## Referring expression grounding data
_ _ _ _ _ _ _

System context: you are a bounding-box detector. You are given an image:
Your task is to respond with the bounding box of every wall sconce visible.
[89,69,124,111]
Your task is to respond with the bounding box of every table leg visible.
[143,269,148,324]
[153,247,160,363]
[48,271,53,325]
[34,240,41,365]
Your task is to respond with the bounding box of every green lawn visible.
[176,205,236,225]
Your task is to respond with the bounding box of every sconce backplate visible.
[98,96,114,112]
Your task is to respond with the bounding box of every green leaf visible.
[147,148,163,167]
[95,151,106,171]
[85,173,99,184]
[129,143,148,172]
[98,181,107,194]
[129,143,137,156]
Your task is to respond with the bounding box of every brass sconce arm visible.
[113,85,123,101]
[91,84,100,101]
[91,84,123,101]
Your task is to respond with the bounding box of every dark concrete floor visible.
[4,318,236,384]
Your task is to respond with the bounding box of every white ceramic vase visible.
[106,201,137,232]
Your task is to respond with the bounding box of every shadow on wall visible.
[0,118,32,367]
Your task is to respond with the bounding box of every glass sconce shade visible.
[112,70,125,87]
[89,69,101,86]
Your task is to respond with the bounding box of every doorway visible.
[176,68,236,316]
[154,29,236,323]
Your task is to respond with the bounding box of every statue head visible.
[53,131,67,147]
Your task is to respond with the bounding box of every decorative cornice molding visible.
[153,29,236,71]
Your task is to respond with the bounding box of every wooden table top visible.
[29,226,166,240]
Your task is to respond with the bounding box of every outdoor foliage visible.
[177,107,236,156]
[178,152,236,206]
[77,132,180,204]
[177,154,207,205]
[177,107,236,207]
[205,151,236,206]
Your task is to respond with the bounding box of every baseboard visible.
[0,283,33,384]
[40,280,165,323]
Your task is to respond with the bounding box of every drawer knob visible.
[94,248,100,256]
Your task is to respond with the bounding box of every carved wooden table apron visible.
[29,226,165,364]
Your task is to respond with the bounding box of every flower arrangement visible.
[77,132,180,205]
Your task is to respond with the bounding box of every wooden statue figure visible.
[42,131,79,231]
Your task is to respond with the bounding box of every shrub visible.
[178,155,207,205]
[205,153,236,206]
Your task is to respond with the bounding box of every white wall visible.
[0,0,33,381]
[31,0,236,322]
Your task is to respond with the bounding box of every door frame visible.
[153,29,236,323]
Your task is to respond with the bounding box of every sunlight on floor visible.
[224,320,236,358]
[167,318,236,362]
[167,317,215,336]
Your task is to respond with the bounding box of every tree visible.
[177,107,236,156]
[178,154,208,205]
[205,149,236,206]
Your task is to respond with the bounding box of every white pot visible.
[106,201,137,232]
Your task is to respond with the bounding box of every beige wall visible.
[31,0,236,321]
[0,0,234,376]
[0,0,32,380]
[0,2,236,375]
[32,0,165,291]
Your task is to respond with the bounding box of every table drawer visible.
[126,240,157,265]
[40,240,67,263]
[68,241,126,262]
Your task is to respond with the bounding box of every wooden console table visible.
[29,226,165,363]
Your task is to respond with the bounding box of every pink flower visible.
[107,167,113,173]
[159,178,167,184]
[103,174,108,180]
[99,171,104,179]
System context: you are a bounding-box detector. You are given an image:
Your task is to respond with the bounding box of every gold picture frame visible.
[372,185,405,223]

_ _ _ _ _ _ _

## What you should do
Every record must be output again with its wording unchanged.

## Task solution
System context: you are a bounding-box detector. You are given an image:
Your task is to respond with the bounding box of every wall sconce visible.
[89,69,124,111]
Your task is to respond with the bounding box of every table leg visible.
[143,269,148,324]
[153,247,160,363]
[48,271,53,325]
[34,240,41,365]
Your task is to respond with the bounding box of every green lawn visible.
[176,205,236,225]
Your task is to respond with the bounding box of every sconce backplate visible.
[98,96,114,112]
Your task is to respond with the bounding box of every green leaf visible.
[147,148,163,167]
[95,151,106,171]
[85,173,99,184]
[129,143,148,172]
[98,181,107,194]
[129,143,137,156]
Your task is to respond with the bounding box of every brass sconce arm visible.
[113,85,123,101]
[91,84,100,101]
[91,84,123,101]
Your task is to respond with the bounding box of every dark concrete floor visible.
[4,318,236,384]
Your task is to respond with the bounding box of every white ceramic vase visible.
[106,201,137,232]
Your task is to respond with the bounding box of every shadow on wall visible.
[0,118,32,367]
Your task is to respond with the bounding box of every glass sconce shade visible.
[112,70,125,87]
[89,69,101,86]
Your task is to respond with the bounding box of every doorway visible.
[176,68,236,316]
[154,29,236,323]
Your task is to respond with the bounding box of every statue head visible.
[53,131,67,147]
Your task is to respond with the bounding box of every decorative cornice molding visible.
[153,29,236,71]
Your task is to respond with the bounding box of every wooden table top visible.
[29,226,166,240]
Your task is to respond with the bounding box of every outdoor foliage visible.
[177,107,236,156]
[178,152,236,206]
[77,132,180,204]
[177,154,207,205]
[177,107,236,207]
[205,151,236,206]
Your task is to respond with the bounding box of every baseboard visible.
[0,283,33,384]
[40,280,165,323]
Your task is to respond with the bounding box of every drawer knob visible.
[94,248,100,256]
Your task is to respond with the bounding box of every carved wooden table apron visible.
[29,226,165,364]
Your task is to respond with the bounding box of every flower arrangement visible.
[77,132,180,205]
Your task is to respond with the bounding box of every wooden statue figure visible.
[42,131,79,231]
Your task is to respond with the bounding box of every shrub visible.
[178,155,207,205]
[205,153,236,206]
Your task is to respond with the bounding box of every white wall visible.
[0,0,33,381]
[31,0,236,322]
Your task is to respond with the bounding box of every door frame visible.
[153,29,236,323]
Your task is to respond with the bounding box of every sunlight on floor visible.
[224,320,236,358]
[167,318,236,362]
[167,317,215,336]
Your task is to respond with the bounding box of every tree visible.
[177,107,236,156]
[178,154,208,205]
[205,149,236,206]
Your task is to respond with the bounding box of every white pot visible.
[106,201,137,232]
Your task is to respond with the bounding box of every beige wall visible.
[31,0,236,321]
[0,0,234,376]
[0,0,32,380]
[0,2,236,375]
[32,0,165,291]
Your task is to respond with the bounding box of every table drawer visible.
[126,240,157,265]
[40,240,67,263]
[68,241,126,262]
Your task is to respond with the bounding box of every wooden console table visible.
[29,226,165,363]
Your task is to respond with the bounding box of every pink flower visible.
[107,167,113,173]
[159,178,167,184]
[103,174,108,180]
[99,171,104,179]
System context: you are a bounding-box detector. You are given an image:
Your task is to respond with the bounding box of every gold picture frame visible.
[372,185,405,223]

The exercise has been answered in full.